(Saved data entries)
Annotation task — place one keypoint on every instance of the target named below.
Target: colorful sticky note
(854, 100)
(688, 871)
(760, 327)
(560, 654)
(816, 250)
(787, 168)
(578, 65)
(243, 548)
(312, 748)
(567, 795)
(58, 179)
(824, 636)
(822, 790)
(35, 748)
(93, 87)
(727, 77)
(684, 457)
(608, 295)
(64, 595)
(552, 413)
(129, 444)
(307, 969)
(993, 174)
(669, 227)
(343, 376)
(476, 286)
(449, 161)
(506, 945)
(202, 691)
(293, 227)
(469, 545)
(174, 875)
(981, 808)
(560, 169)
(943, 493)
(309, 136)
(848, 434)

YOUR GOAL:
Count the lines in the rows above that contain the string "Annotation", and reply with only the number.

WORKED SOLUTION:
1